* **Brano del testo**:
# # #

Questo post è dedicato ad un amico, l'autore della vignetta di cui sopra.
Sperando che autore ed editore del libro di cui sotto non mi facciano richiesta di risarcimento per violazione della legge sul copyright, ricopio integralmente l'epilogo del loro romanzo. Per ingraziarmi la loro benevolenza, faccio pubblicità allo stesso:
- Titolo: Il bambino che sognava la fine del mondo
- Autore: Antonio Scurati
- Editore: Bompiani - RCS Libri S.p.A.

# # #

* **Estratti di dati**:
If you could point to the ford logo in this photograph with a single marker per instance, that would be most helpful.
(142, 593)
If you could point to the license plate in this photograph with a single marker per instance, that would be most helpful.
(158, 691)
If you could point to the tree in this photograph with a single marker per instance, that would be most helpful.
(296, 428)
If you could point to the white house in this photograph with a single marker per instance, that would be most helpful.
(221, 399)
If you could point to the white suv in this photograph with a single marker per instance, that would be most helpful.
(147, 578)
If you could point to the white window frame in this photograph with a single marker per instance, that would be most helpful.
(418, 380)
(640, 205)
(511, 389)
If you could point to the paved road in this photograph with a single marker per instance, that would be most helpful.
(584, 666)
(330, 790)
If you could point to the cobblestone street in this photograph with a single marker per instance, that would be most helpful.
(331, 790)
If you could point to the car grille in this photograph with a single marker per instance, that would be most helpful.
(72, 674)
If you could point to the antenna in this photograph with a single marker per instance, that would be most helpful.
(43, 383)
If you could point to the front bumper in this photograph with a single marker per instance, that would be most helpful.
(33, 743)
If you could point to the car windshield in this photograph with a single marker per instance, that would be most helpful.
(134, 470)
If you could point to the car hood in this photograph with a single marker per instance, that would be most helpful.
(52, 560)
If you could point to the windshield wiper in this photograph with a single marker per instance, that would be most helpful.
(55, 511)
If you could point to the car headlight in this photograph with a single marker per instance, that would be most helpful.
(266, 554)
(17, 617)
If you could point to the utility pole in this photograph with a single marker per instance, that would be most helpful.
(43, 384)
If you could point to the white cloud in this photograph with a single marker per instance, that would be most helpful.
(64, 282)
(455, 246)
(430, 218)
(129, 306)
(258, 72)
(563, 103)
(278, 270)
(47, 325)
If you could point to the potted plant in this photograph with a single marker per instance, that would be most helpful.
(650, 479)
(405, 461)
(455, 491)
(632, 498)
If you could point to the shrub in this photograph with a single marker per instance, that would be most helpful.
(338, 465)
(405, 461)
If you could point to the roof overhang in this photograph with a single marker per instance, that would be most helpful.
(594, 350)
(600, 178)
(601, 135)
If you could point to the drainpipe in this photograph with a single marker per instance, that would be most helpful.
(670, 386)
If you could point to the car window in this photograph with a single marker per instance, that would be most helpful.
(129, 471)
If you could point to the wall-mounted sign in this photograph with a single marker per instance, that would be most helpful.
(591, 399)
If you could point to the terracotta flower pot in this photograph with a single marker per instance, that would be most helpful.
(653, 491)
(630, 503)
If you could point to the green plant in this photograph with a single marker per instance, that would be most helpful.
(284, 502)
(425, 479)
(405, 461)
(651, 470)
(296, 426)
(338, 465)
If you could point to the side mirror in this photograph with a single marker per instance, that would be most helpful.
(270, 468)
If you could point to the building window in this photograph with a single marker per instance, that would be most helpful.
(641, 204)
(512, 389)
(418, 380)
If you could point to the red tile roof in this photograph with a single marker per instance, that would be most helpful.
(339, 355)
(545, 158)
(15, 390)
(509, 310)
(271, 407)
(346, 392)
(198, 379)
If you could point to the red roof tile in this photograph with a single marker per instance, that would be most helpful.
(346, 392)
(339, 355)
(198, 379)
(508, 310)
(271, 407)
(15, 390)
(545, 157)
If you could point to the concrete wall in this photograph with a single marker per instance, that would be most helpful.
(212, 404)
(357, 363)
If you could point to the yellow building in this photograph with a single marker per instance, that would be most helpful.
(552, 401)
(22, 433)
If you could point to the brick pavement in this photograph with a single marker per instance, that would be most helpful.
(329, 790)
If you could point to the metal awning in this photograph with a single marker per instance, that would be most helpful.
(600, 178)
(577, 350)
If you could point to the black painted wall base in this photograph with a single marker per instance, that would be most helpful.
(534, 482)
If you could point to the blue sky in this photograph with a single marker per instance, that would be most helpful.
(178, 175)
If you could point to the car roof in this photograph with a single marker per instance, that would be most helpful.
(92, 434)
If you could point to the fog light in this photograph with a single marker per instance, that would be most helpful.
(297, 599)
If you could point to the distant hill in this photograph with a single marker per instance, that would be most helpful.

# # #

* **Consegna scritta A**: Ricopia dal brano il passo che comincia con "Questo post è" e prosegue fino a "RCS Libri S.p.A.".
* **Consegna scritta B**:
Stabilisci se ciascuna affermazione concorda con il brano. Per ognuna rispondi sì o no e cita tra virgolette le parole del brano che lo decidono.
(i) Il post è dedicato all'autore del romanzo.
(ii) L'editore del romanzo è Bompiani - RCS Libri S.p.A.
(iii) Chi scrive ricopia integralmente l'epilogo del romanzo.

* **Soluzione esercizio A**:
Questo post è dedicato ad un amico, l'autore della vignetta di cui sopra.
Sperando che autore ed editore del libro di cui sotto non mi facciano richiesta di risarcimento per violazione della legge sul copyright, ricopio integralmente l'epilogo del loro romanzo. Per ingraziarmi la loro benevolenza, faccio pubblicità allo stesso:
- Titolo: Il bambino che sognava la fine del mondo
- Autore: Antonio Scurati
- Editore: Bompiani - RCS Libri S.p.A.

* **Soluzione esercizio B**:
(i) No. Il brano dice: "Questo post è dedicato ad un amico, l'autore della vignetta di cui sopra."
(ii) Sì. Il brano dice: "Editore: Bompiani - RCS Libri S.p.A."
(iii) Sì. Il brano dice: "ricopio integralmente l'epilogo del loro romanzo".